### What you have to do:
Rewrite the records below with every "Submission" swapped for "Response", leaving all else unchanged.

### Dataset excerpts:
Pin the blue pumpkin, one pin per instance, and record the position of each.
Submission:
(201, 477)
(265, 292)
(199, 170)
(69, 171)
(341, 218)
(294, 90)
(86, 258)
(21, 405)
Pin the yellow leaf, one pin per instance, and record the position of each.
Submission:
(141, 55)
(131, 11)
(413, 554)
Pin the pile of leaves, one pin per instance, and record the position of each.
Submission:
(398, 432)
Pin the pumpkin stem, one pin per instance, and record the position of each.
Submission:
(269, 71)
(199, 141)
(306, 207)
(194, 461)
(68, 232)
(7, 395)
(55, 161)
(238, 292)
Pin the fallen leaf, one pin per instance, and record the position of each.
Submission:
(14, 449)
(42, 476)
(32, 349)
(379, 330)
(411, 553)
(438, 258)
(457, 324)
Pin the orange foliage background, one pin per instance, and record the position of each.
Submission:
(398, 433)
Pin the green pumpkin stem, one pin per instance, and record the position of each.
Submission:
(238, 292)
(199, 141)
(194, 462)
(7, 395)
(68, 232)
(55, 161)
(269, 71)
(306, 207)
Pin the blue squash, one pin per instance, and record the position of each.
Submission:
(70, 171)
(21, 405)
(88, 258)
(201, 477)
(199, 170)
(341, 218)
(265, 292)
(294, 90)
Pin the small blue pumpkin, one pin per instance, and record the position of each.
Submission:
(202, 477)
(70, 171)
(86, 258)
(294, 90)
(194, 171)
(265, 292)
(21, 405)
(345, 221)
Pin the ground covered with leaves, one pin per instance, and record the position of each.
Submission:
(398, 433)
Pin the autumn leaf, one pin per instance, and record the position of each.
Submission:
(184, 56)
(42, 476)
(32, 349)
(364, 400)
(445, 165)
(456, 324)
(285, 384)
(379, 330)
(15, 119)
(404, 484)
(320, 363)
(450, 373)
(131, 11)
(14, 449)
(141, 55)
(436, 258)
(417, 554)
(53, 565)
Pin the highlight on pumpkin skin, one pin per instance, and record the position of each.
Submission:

### Completed exercise:
Pin the blue pumpkin, one pin per instance, and record the position of each.
Response:
(201, 477)
(265, 292)
(199, 170)
(69, 171)
(341, 218)
(294, 90)
(86, 258)
(21, 405)
Pin the yellow leaf, one pin per instance, and record the position of each.
Response:
(141, 55)
(131, 11)
(413, 554)
Pin the pile of leaves, one pin per instance, and record the position of each.
Response:
(398, 432)
Pin the pumpkin stem, one pin per instance, and record the position of each.
Response:
(269, 71)
(199, 141)
(306, 207)
(194, 461)
(68, 232)
(7, 395)
(55, 161)
(238, 292)
Pin the fallen leaf, one pin per instance, and record the position of each.
Response:
(14, 449)
(42, 476)
(32, 349)
(379, 330)
(411, 553)
(438, 258)
(457, 324)
Pin the orange foliage background, one pin per instance, and record the position of each.
Response:
(398, 433)
Pin the green pumpkin stem, one pin per instance, and record the position of each.
Response:
(238, 292)
(199, 141)
(194, 462)
(7, 395)
(68, 232)
(55, 161)
(269, 71)
(306, 207)
Pin the blue squash, one pin per instance, and record the position of each.
Response:
(70, 171)
(21, 405)
(88, 258)
(201, 477)
(199, 170)
(341, 218)
(265, 292)
(294, 90)
Pin the small blue pumpkin, one pin per instance, and record the position of each.
Response:
(202, 477)
(70, 171)
(86, 258)
(294, 90)
(194, 171)
(265, 292)
(21, 405)
(345, 221)
Pin the ground covered with leaves, one pin per instance, and record the position of each.
Response:
(398, 433)
Pin the autumn leaf, one pin per instance, and record the position of each.
Response:
(184, 56)
(42, 476)
(32, 349)
(364, 400)
(445, 165)
(456, 324)
(285, 384)
(379, 330)
(15, 119)
(404, 484)
(320, 363)
(450, 373)
(131, 11)
(14, 449)
(141, 55)
(436, 258)
(417, 554)
(53, 565)
Pin the highlight on pumpkin skin, one pin per instance, and record the position of each.
Response:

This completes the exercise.